Using the astrophotography text, explain in one to three sentences why the camera should be set to focus at infinity for deep-sky work, and why this matters less for planetary and Lunar work.

[START OF TEXT EXTRACT]

At the least, learn how to use your mount’s polar axis scope. I found accuracy of the polar axis scope of my Vixen Super Polaris DX mount good enough for exposures of up to 8 seconds (which is the camera’s maximum without additional tweaking), and possibly much longer. I found that just using the polar finderscope, objects will stay centered in the eyepiece for longer than 15 minutes at 200x before noticeably drifting. Exposure times of up to 1 minute are possible without noticeable star trails**. Much better is to use the star drift method of polar alignment. Once you have mastered this technique, you can achieve a near-perfect polar alignment in a short time.

Take the time to focus optimally

When doing deep-sky photography, it’s very important the focus is as near-perfect as possible. With deep-sky (nebulas and clusters), the camera should be set to focus at infinity because the camera’s autofocus will not be able to focus on faint objects. With planetary and Lunar work this is much less of an issue, as these objects are bright enough to let the camera achieve perfect focus automatically.

I usually use the eyepiece I will be attaching the camera to, to first try to achieve optimal focus visually. This is the most important step. Make sure that when focusing visually, your eyes will also be staring into ‘infinity’; that is, the muscles of your eye lens should be perfectly relaxed (although I do not wear glasses, I found this not to be trivial). Attach the eyepiece to the camera, and securely attach the camera and eyepiece to the telescope, making sure the eyepiece slides all the way backward in the diagonal or visual back. Set the camera to the self timer by pressing the ‘focus’ button 4 times, then set it to focus at infinity by pressing the focus button while turning the selection knob one position to the right. The display will show ‘INF’.

If you find that images of stars are discs with a hole in the center, this is a sure sign your initial focus has been off. This effect can only occur in telescopes with a central obstruction such as Newtonians, Schmidt-Cassegrains and the like; The hole in the center of a star image is the shadow of the telescopes' central obstruction. The image to the right of this text gives an example of how this will look.

[END OF TEXT EXTRACT]
[START OF SUPPLIED INFORMATION]

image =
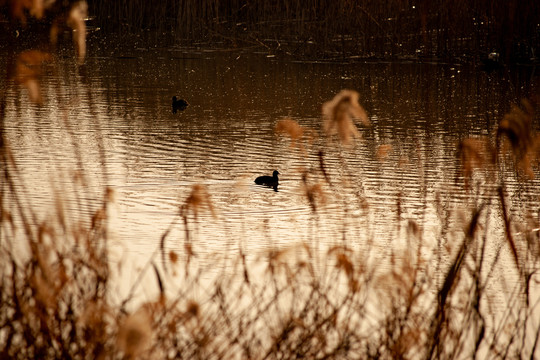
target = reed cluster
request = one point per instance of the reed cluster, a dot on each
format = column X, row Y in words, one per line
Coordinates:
column 344, row 28
column 434, row 298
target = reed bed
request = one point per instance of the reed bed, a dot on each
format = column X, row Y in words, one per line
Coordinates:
column 340, row 29
column 470, row 292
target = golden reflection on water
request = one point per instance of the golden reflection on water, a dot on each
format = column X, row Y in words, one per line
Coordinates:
column 113, row 126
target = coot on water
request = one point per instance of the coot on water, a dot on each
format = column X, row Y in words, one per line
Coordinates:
column 271, row 181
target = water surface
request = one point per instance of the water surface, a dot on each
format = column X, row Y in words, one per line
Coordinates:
column 111, row 124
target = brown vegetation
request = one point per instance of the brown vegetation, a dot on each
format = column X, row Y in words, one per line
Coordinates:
column 297, row 302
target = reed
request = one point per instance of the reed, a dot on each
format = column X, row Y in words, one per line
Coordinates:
column 343, row 28
column 301, row 301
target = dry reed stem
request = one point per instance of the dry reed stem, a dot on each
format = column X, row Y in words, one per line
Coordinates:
column 339, row 115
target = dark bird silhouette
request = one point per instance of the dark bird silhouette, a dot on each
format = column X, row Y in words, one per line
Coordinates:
column 270, row 181
column 180, row 104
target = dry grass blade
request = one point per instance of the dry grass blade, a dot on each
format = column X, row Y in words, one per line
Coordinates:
column 516, row 128
column 75, row 20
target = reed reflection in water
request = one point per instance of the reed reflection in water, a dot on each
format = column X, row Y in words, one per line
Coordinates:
column 118, row 114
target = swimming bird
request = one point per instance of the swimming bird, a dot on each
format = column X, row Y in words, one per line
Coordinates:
column 180, row 104
column 271, row 181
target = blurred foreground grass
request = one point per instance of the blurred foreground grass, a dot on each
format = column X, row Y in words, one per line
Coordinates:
column 439, row 298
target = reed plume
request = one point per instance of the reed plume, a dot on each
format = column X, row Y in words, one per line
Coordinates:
column 339, row 115
column 515, row 135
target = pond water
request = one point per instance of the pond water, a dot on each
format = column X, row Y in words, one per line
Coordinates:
column 111, row 124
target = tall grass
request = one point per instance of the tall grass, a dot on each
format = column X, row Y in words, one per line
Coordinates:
column 443, row 29
column 433, row 298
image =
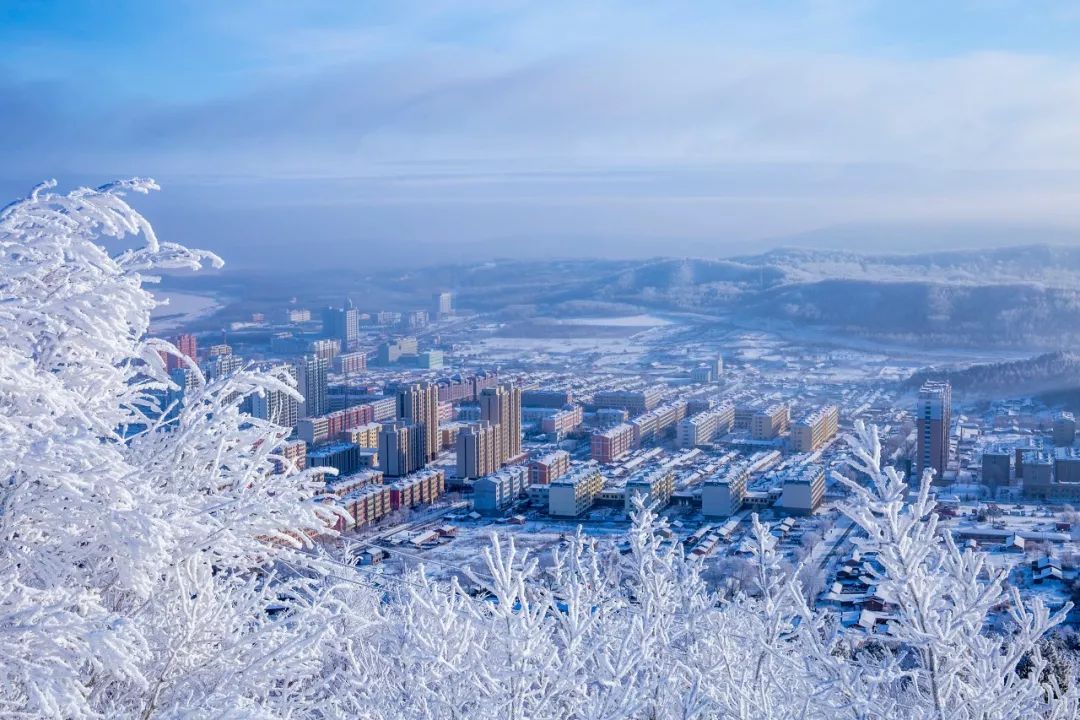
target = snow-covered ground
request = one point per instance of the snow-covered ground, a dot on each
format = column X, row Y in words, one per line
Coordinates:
column 180, row 309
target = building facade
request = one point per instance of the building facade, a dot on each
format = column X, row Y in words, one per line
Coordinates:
column 933, row 417
column 813, row 430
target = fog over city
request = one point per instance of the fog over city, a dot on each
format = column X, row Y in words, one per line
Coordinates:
column 539, row 361
column 434, row 132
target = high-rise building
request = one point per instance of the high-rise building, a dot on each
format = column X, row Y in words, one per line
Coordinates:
column 1065, row 429
column 442, row 304
column 400, row 450
column 311, row 383
column 502, row 406
column 418, row 404
column 327, row 348
column 277, row 405
column 996, row 465
column 813, row 430
column 933, row 416
column 342, row 324
column 477, row 448
column 187, row 345
column 221, row 366
column 612, row 443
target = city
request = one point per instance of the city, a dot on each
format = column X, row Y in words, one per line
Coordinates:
column 572, row 360
column 441, row 431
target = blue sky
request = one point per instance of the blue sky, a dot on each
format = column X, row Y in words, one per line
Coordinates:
column 386, row 132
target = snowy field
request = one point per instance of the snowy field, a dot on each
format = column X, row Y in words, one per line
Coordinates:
column 179, row 309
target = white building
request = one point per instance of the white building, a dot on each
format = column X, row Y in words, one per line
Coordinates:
column 723, row 493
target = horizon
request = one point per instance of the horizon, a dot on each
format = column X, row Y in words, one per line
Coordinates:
column 387, row 134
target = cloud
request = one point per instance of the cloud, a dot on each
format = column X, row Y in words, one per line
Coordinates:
column 494, row 123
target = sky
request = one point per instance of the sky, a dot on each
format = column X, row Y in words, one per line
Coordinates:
column 332, row 134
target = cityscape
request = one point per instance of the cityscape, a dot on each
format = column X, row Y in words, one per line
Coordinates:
column 435, row 445
column 572, row 360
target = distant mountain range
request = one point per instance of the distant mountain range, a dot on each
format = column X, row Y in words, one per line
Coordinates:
column 1009, row 297
column 1025, row 297
column 1050, row 372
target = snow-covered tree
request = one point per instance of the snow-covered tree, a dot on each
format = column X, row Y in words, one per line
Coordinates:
column 135, row 553
column 152, row 565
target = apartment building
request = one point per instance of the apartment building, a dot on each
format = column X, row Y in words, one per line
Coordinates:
column 702, row 428
column 804, row 489
column 770, row 422
column 562, row 421
column 634, row 402
column 478, row 450
column 723, row 493
column 574, row 493
column 612, row 444
column 549, row 466
column 496, row 492
column 655, row 487
column 813, row 430
column 933, row 417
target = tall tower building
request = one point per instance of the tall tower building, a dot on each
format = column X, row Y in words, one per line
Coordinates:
column 311, row 383
column 502, row 406
column 933, row 418
column 278, row 406
column 477, row 446
column 418, row 404
column 342, row 324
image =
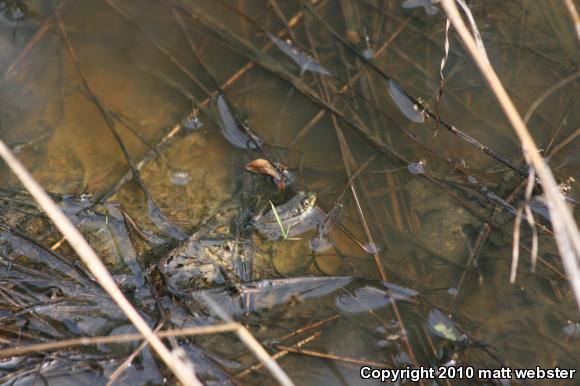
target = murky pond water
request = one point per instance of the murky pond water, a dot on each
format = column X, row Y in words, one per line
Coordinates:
column 371, row 234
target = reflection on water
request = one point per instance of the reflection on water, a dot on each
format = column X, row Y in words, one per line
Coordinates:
column 199, row 89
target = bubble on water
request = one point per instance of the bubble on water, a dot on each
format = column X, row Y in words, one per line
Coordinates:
column 192, row 122
column 320, row 244
column 180, row 178
column 416, row 167
column 404, row 103
column 381, row 330
column 368, row 54
column 572, row 330
column 383, row 343
column 372, row 248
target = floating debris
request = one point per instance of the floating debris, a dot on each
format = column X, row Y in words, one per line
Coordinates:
column 406, row 105
column 428, row 5
column 441, row 326
column 192, row 122
column 369, row 298
column 16, row 11
column 416, row 168
column 572, row 330
column 472, row 179
column 162, row 223
column 303, row 60
column 372, row 248
column 242, row 138
column 180, row 178
column 297, row 216
column 368, row 53
column 278, row 174
column 538, row 205
column 320, row 242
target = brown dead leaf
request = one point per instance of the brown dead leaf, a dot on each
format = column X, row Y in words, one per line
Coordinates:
column 265, row 168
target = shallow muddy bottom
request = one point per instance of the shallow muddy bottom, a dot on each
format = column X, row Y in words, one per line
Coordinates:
column 439, row 211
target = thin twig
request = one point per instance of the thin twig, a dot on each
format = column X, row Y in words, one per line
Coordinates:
column 183, row 369
column 565, row 229
column 248, row 339
column 112, row 339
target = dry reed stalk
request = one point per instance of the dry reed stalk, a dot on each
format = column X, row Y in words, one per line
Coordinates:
column 251, row 343
column 565, row 229
column 175, row 361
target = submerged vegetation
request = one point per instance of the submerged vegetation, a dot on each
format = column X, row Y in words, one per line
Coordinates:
column 284, row 191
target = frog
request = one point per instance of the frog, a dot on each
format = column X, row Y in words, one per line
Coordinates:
column 223, row 253
column 219, row 253
column 299, row 215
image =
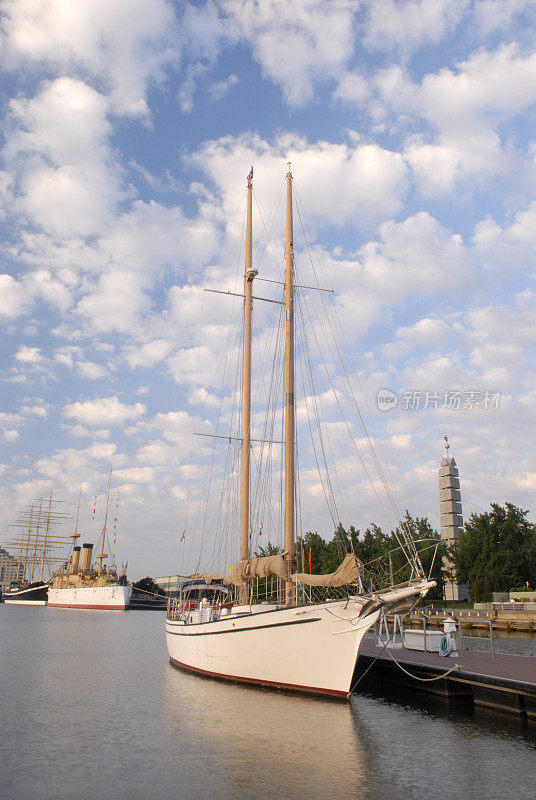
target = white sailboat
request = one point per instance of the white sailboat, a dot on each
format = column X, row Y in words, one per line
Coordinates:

[END OF SUPPLIED INFORMATION]

OUTPUT:
Deep-sky objects such as nebulas and clusters are too faint for the camera's autofocus to focus on, so the camera must be set to focus at infinity. Planets and the Moon are bright enough for the camera to achieve perfect focus automatically.